THE REQUEST:
Find each line in the listing below that contains the word "tarp" and copy those lines out.

MATERIAL FOR THE TASK:
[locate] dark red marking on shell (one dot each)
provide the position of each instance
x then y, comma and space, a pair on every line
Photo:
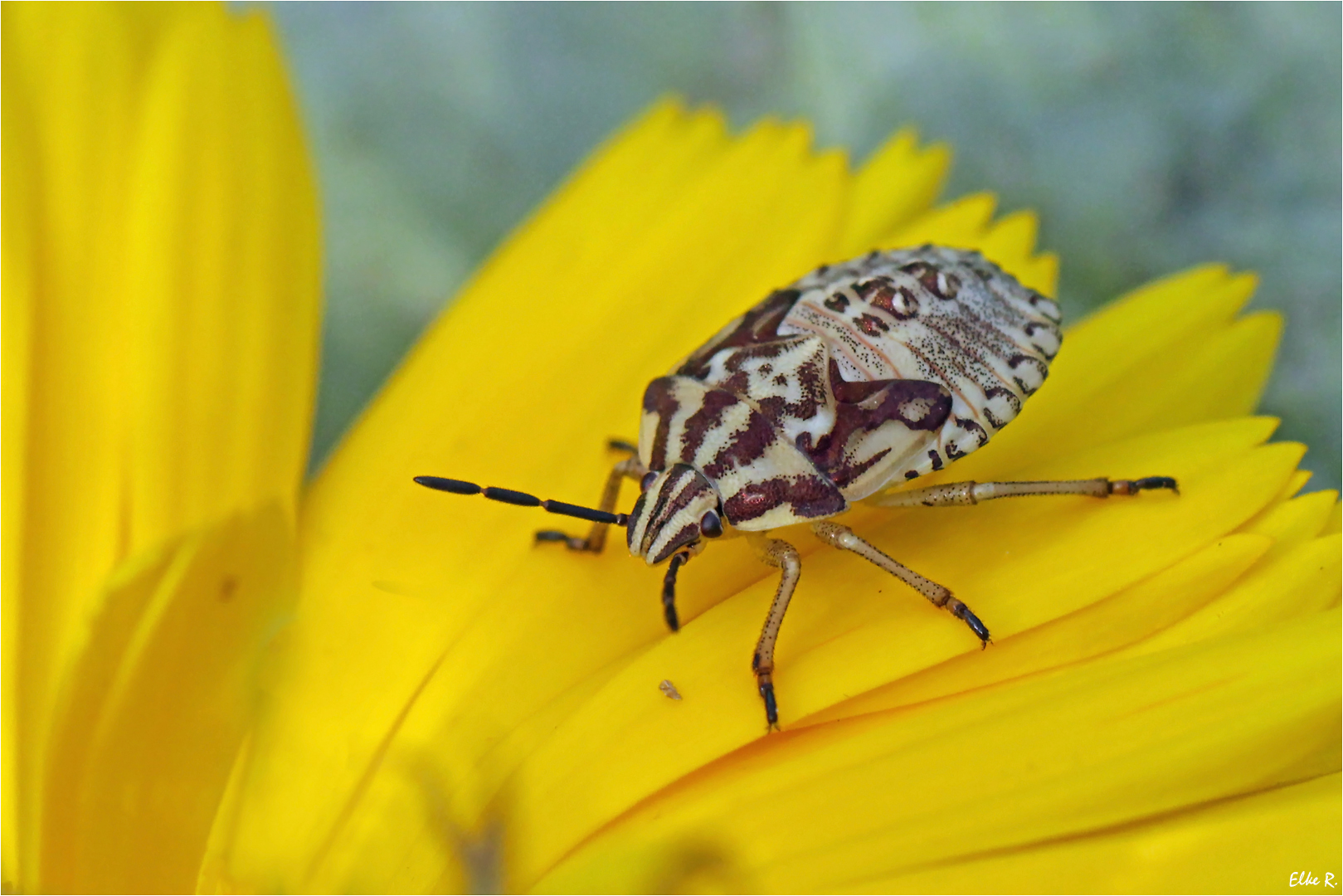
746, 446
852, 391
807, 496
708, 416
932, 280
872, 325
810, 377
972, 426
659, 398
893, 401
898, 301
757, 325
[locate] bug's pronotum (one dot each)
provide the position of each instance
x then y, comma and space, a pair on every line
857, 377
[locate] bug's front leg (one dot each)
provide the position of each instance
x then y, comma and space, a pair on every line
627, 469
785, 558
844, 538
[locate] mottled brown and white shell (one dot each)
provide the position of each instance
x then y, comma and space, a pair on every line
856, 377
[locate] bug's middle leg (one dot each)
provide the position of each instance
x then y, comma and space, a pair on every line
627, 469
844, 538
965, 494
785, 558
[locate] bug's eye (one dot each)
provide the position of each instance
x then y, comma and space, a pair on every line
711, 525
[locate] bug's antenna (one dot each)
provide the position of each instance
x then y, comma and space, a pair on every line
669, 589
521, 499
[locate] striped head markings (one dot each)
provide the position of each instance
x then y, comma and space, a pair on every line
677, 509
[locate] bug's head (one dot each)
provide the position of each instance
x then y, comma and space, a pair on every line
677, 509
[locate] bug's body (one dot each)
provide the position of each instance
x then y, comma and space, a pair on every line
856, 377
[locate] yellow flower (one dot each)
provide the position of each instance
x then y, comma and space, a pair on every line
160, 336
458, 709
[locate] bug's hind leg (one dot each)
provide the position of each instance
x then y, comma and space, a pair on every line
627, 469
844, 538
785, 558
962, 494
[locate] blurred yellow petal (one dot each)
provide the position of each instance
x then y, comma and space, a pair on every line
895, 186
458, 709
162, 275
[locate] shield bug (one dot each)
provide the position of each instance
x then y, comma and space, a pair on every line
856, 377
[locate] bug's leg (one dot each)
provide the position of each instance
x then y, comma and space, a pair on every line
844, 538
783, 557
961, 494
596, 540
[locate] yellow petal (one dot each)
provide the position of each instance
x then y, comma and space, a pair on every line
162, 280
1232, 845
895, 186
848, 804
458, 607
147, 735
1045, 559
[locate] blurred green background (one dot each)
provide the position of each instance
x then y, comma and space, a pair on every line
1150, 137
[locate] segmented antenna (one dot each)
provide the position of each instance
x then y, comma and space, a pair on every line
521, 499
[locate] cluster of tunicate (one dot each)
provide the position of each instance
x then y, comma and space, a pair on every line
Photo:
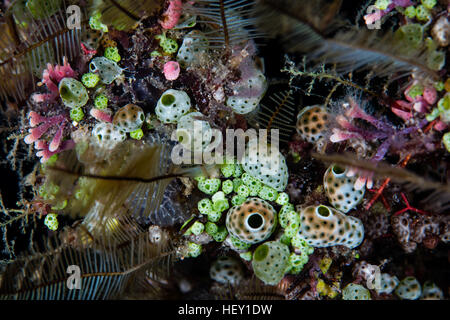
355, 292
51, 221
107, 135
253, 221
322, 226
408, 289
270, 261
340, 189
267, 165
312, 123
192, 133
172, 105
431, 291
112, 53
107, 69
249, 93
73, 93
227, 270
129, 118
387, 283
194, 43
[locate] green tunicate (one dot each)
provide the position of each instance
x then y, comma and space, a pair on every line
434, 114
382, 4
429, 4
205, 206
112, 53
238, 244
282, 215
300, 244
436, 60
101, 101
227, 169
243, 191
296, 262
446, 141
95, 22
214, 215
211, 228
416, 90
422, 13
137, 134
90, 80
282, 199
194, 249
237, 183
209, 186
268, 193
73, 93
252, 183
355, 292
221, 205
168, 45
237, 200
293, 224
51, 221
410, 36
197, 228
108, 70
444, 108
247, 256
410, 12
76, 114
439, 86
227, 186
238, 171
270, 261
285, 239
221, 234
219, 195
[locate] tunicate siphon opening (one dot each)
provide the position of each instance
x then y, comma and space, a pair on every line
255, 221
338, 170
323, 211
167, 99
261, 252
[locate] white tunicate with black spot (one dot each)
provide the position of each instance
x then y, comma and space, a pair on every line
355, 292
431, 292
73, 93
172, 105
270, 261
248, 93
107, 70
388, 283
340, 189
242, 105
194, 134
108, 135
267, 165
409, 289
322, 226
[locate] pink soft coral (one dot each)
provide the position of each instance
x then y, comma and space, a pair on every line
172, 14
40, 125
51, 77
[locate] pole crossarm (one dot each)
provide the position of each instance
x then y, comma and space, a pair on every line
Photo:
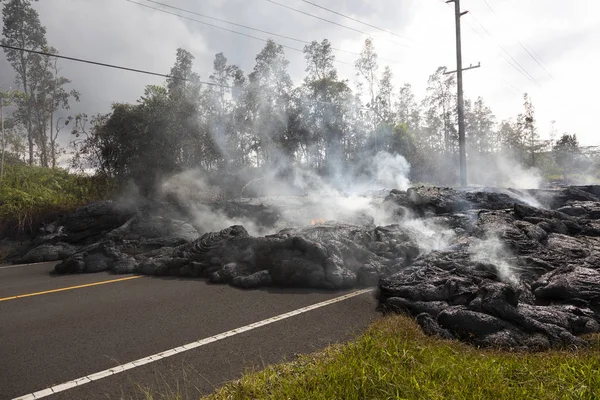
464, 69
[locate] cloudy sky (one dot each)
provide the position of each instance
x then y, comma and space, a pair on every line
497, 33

* * *

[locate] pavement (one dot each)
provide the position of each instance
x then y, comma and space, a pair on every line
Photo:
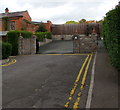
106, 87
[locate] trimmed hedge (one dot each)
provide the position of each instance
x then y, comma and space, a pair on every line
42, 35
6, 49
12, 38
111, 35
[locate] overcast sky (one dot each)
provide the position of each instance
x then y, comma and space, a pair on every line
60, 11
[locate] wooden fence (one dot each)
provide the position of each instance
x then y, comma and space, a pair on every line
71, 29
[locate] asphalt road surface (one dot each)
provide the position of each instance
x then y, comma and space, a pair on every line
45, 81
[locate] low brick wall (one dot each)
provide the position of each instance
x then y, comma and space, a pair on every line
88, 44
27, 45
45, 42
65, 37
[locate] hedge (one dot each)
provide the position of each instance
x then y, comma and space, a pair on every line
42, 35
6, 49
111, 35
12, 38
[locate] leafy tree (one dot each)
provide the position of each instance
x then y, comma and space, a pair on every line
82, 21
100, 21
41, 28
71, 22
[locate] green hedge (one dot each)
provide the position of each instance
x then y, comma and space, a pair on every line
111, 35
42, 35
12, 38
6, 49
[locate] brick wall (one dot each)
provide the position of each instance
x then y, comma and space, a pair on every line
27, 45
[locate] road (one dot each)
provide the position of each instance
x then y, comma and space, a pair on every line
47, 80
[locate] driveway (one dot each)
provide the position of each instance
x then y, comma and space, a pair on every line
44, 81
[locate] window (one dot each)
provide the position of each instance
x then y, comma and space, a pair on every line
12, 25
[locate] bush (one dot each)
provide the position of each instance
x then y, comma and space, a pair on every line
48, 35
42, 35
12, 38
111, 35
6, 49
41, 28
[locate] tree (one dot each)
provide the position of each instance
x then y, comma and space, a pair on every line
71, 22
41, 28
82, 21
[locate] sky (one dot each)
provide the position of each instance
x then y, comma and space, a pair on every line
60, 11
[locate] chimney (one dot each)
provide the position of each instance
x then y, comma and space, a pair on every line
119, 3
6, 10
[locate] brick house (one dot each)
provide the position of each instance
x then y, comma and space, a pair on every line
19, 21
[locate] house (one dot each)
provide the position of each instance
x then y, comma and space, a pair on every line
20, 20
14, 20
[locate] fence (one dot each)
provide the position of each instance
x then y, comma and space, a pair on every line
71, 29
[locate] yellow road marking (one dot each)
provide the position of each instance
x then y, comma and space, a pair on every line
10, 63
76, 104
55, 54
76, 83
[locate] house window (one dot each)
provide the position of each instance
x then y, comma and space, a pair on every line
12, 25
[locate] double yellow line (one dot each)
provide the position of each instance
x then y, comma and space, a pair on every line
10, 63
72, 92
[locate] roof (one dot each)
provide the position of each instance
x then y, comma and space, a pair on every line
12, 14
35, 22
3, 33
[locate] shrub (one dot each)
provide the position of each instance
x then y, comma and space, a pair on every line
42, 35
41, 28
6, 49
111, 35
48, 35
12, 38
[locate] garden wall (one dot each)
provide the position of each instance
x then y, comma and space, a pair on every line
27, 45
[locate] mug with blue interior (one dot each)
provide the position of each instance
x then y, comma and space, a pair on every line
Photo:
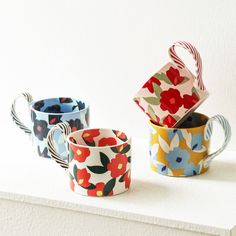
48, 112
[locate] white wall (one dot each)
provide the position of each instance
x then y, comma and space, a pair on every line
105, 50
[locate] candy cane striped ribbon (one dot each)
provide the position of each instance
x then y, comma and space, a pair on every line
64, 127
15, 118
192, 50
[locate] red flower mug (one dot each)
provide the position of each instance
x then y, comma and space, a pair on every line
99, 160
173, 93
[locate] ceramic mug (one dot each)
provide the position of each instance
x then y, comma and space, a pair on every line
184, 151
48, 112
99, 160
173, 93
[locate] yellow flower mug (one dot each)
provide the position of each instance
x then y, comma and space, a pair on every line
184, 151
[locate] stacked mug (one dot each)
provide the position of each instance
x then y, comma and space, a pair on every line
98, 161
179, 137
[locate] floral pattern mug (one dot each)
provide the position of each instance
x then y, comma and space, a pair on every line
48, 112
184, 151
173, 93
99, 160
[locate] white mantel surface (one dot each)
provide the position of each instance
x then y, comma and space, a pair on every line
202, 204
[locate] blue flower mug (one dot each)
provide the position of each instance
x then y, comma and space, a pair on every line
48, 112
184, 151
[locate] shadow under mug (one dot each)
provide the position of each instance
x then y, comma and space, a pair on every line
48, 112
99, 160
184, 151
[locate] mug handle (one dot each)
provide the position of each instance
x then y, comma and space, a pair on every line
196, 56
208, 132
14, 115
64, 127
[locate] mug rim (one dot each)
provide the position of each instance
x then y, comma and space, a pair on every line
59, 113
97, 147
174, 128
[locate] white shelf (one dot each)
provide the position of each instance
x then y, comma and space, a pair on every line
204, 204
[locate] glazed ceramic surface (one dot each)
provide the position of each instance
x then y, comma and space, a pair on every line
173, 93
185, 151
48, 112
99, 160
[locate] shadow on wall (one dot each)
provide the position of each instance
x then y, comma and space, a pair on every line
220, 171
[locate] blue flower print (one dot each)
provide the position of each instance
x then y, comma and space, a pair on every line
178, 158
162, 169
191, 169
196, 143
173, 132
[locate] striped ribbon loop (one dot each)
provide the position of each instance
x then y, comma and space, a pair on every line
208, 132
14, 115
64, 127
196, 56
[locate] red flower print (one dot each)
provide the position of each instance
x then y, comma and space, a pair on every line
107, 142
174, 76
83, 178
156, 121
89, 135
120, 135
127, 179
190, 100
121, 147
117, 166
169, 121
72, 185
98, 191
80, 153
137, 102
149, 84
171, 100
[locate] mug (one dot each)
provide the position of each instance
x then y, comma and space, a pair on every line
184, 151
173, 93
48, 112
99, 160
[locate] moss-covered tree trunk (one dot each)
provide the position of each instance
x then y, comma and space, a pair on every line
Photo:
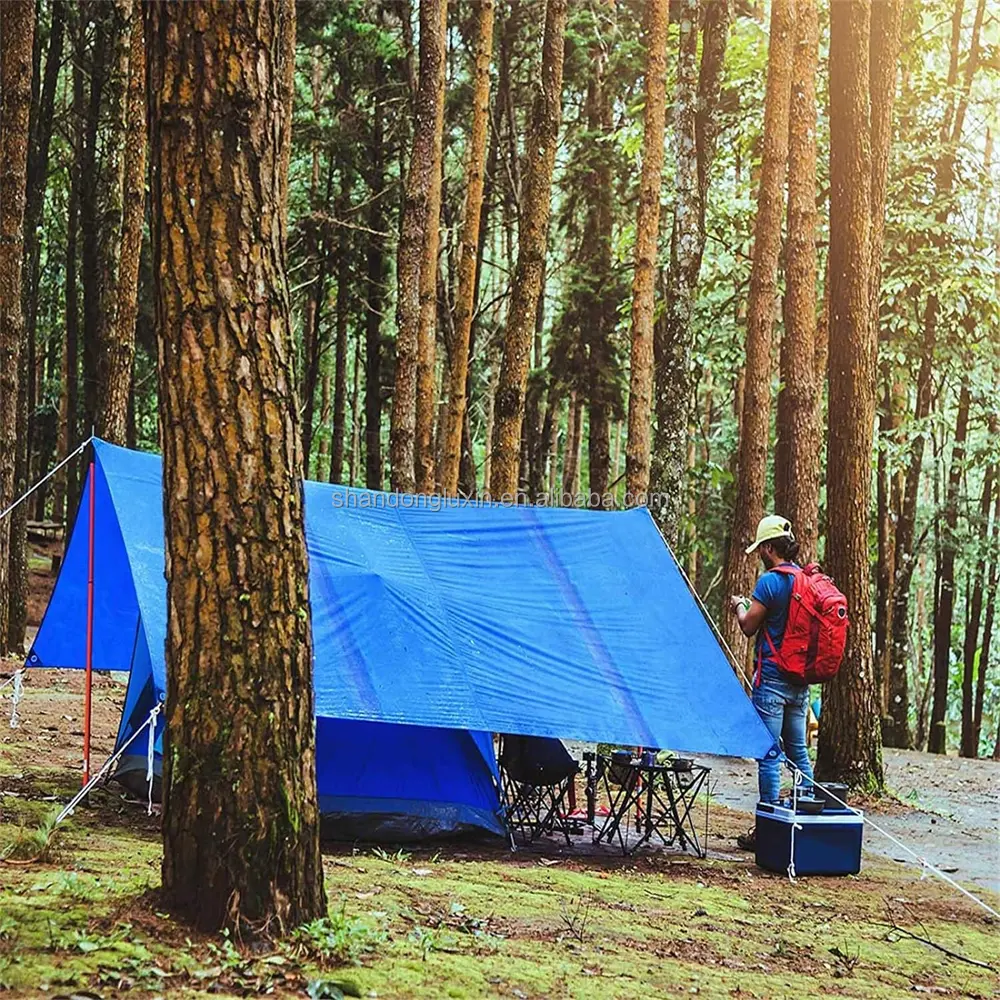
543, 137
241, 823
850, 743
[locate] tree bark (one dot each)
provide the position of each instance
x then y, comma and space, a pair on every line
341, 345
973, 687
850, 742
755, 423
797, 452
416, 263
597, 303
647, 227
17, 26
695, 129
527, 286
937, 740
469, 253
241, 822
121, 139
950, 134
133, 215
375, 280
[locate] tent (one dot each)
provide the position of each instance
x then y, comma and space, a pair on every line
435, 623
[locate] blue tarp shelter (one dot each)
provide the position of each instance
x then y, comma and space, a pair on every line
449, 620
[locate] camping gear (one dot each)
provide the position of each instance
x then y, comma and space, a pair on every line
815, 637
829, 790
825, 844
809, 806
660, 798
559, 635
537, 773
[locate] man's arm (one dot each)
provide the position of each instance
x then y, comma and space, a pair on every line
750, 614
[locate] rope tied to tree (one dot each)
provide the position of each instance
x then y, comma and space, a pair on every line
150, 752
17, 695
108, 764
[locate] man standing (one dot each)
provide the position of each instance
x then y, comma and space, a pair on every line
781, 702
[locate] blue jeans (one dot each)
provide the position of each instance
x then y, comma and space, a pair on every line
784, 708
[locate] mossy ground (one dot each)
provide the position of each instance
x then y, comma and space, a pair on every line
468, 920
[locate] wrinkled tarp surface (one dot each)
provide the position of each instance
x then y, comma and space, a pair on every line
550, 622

TASK SOLUTION:
[locate] blue tarp shelter (one dot each)
[locate] wrinkled tarp surface (one dot each)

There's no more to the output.